> Task statement
Please copy out the rows below verbatim, starting at the line containing "Please place a point on every instance of the lit" and ending at the last row, with both ends included.

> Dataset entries
================================
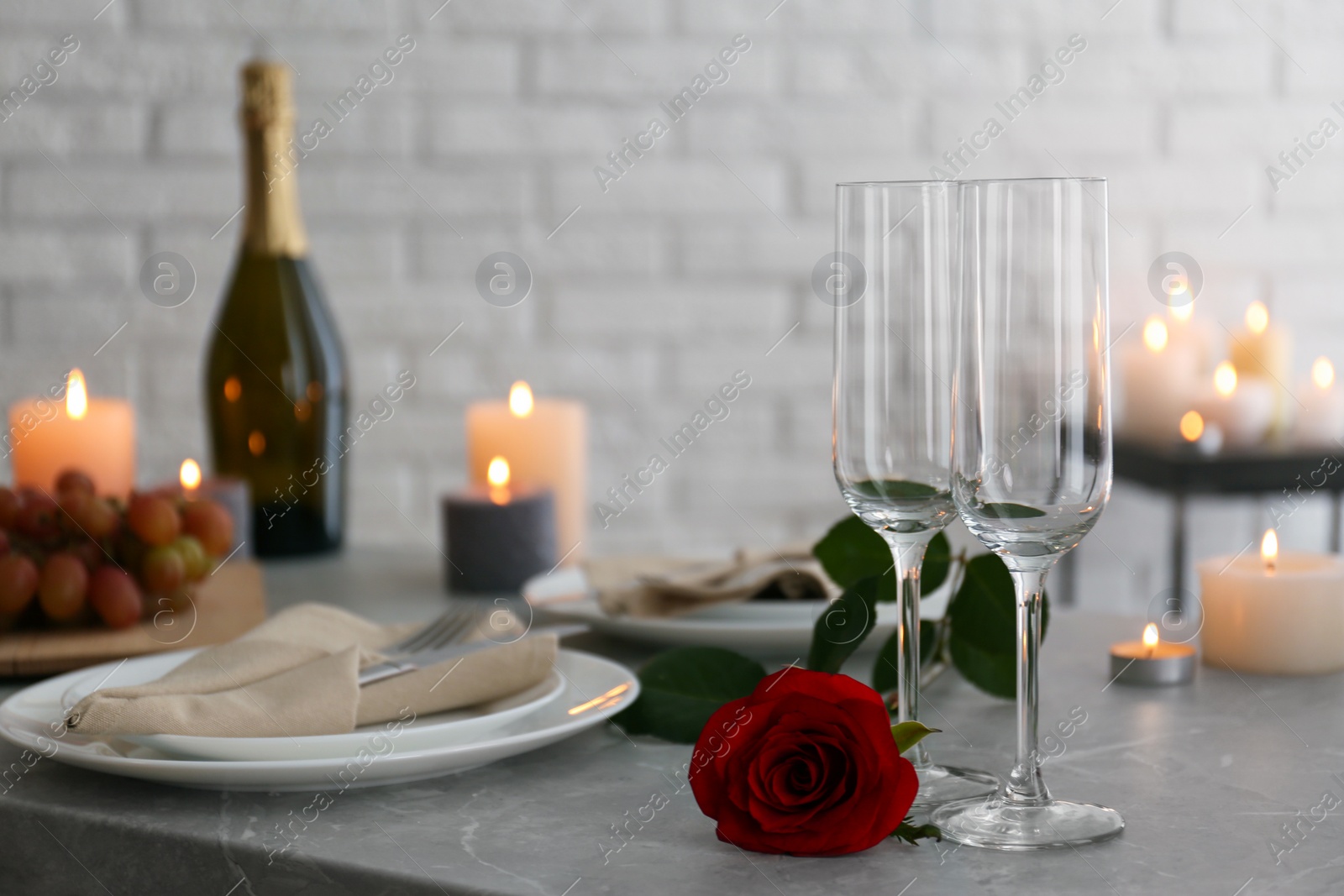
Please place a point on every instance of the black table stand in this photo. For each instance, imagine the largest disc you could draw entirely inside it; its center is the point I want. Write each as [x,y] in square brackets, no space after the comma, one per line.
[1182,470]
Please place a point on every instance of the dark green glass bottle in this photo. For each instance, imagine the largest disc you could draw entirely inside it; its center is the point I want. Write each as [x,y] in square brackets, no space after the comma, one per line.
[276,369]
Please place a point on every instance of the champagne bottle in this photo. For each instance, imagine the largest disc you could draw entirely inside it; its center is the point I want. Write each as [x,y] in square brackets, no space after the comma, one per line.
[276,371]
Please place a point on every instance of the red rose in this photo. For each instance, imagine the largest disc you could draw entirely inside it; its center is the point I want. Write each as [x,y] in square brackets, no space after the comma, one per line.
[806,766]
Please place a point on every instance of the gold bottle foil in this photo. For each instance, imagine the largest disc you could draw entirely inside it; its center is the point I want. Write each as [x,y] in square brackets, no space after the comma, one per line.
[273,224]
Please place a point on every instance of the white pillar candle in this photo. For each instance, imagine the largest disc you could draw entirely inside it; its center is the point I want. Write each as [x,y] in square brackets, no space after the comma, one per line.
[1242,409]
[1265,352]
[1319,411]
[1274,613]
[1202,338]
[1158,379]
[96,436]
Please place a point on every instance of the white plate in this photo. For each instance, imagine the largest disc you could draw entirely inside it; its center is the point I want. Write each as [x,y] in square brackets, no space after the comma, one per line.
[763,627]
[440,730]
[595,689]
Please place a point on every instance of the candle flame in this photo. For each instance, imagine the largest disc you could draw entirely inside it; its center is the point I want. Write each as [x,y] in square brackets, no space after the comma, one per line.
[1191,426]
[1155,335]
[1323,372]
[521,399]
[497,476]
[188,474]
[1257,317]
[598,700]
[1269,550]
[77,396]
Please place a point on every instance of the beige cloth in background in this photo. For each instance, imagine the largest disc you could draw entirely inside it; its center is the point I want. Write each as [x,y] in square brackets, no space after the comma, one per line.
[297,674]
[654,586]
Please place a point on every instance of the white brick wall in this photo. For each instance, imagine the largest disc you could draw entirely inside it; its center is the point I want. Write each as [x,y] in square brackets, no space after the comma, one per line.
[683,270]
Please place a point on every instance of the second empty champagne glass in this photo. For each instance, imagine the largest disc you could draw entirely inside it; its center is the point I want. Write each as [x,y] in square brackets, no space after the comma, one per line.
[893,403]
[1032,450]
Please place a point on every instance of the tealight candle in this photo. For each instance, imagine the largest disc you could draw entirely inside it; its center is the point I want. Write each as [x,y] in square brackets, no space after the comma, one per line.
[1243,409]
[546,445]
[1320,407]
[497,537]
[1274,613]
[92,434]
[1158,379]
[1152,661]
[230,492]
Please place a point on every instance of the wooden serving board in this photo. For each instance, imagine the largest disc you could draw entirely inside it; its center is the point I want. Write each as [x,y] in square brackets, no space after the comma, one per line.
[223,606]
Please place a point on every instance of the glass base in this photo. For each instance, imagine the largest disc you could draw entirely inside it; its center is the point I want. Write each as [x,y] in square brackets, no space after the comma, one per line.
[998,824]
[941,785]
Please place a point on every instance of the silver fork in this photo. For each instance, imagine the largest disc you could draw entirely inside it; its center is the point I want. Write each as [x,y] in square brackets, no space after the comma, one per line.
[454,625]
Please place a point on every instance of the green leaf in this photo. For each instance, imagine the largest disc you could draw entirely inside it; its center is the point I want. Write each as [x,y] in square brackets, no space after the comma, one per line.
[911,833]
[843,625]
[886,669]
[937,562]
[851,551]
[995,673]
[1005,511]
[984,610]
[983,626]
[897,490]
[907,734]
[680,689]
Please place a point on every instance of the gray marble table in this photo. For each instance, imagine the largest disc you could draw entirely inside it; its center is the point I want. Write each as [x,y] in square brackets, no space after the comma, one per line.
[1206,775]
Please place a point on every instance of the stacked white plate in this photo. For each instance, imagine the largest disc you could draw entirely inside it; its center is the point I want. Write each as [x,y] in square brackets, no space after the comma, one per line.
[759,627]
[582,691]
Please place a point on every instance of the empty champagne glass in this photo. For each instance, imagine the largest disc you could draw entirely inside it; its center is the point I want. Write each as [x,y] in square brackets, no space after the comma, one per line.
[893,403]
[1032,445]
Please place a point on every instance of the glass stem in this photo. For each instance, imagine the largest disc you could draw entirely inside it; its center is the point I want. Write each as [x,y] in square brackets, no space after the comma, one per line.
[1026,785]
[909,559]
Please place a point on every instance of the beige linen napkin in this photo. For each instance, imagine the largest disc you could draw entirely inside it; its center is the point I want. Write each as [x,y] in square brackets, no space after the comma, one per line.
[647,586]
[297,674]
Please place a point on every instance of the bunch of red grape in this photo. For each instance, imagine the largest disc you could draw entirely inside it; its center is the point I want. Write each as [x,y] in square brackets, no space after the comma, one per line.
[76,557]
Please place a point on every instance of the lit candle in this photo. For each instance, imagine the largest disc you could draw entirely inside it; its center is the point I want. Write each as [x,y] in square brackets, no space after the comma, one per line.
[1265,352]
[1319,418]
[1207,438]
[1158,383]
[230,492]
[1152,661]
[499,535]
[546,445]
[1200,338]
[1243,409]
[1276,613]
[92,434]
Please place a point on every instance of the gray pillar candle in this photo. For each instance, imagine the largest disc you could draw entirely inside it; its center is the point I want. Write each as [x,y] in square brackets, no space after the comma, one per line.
================================
> Exercise solution
Please place a point on every instance of the lit candle in this photo. For each instance, imagine the largest disc you could draw entirely inside it; its center is the point I want. Write each as [x,y] in square brackets, no space after the comma, one per line.
[1265,352]
[1319,418]
[1207,438]
[1158,383]
[230,492]
[1152,661]
[499,535]
[546,445]
[1200,338]
[1243,409]
[1276,613]
[92,434]
Please place a point on every instance of the gray pillar candle in this photo. For each instance, imagine the largest disc you could draw entirely inside it; its center is the point I want. Write each as [x,y] in square brackets, no space after the comma, one per line.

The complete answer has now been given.